Job: Repeat each entry exactly and drop the pictures.

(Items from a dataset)
^^^^^^^^

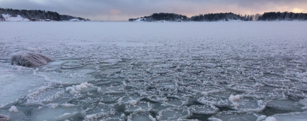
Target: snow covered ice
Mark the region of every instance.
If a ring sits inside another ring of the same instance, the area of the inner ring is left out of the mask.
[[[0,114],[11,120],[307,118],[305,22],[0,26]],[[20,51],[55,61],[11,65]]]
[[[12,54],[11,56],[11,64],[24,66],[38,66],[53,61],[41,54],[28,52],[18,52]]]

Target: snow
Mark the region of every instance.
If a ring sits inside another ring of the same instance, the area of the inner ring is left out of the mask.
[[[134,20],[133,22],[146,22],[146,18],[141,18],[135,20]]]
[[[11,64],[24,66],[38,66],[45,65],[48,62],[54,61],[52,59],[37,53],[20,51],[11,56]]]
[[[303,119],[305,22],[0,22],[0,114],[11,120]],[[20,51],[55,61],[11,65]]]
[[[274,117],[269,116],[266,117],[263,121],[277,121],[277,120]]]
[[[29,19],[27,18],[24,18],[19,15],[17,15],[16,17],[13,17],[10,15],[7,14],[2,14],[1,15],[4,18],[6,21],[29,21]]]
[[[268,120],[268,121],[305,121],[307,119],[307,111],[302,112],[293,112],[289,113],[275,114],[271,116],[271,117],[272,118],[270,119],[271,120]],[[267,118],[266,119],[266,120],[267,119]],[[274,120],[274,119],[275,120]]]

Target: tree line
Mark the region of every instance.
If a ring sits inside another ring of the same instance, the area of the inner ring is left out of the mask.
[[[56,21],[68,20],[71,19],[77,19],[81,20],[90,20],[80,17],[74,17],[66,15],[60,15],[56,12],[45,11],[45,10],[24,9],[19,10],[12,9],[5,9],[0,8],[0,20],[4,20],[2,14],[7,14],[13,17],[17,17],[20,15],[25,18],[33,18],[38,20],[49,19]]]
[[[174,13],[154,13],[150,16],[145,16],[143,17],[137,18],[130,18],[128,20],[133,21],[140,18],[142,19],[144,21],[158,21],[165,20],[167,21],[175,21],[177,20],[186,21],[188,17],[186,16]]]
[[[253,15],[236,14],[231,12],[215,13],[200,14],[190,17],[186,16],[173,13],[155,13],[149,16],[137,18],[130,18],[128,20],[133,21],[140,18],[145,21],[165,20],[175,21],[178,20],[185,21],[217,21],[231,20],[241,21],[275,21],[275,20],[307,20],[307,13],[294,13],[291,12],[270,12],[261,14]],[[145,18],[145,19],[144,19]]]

^^^^^^^^

Task output:
Target: snow covered ice
Mark the region of every instance.
If a ring sits inside another ring of the same instance, the area of the inner ring is left out of the mask.
[[[0,114],[11,120],[307,118],[305,22],[0,26]],[[20,51],[55,61],[11,65]]]
[[[12,54],[11,56],[11,64],[24,66],[38,66],[53,61],[41,54],[28,52],[18,52]]]

Target: snow
Mark the region of every instance.
If a ring sits inside another ring of the same instance, the area of the inner ring is left out of the mask.
[[[134,20],[133,22],[146,22],[146,18],[141,18],[135,20]]]
[[[11,64],[24,66],[38,66],[45,65],[48,62],[54,61],[52,59],[37,53],[20,51],[11,56]]]
[[[303,119],[305,22],[0,22],[0,114],[11,120]],[[20,51],[55,61],[11,65]]]
[[[274,117],[269,116],[266,117],[263,121],[277,121],[277,120]]]
[[[29,19],[27,18],[24,18],[19,15],[17,15],[16,17],[13,17],[10,15],[7,14],[2,14],[1,15],[4,18],[6,21],[29,21]]]
[[[268,120],[268,121],[305,121],[307,119],[307,111],[302,112],[293,112],[289,113],[275,114],[271,116],[271,117],[272,118],[270,119],[271,120]],[[267,118],[266,119],[266,120],[267,119]],[[274,120],[274,119],[275,120]]]

Target: tree line
Mark the region of every instance.
If a ring sits inside another ring of the same instance, the area of the inner ring is left out of the mask.
[[[56,21],[68,20],[71,19],[77,19],[81,20],[90,20],[80,17],[74,17],[66,15],[60,15],[56,12],[45,11],[45,10],[24,9],[19,10],[12,9],[5,9],[0,8],[0,20],[4,20],[2,14],[7,14],[13,17],[17,17],[20,15],[25,18],[33,18],[38,20],[49,19]]]
[[[174,13],[154,13],[150,16],[145,16],[143,17],[137,18],[130,18],[128,20],[133,21],[140,18],[142,19],[144,21],[158,21],[165,20],[167,21],[175,21],[177,20],[186,21],[188,17],[186,16]]]
[[[253,15],[236,14],[231,12],[215,13],[200,14],[190,17],[186,16],[173,13],[155,13],[149,16],[137,18],[130,18],[128,20],[133,21],[140,18],[145,21],[165,20],[175,21],[178,20],[185,21],[217,21],[231,20],[241,21],[275,21],[275,20],[307,20],[307,13],[294,13],[291,12],[270,12],[261,14]],[[145,18],[145,19],[144,19]]]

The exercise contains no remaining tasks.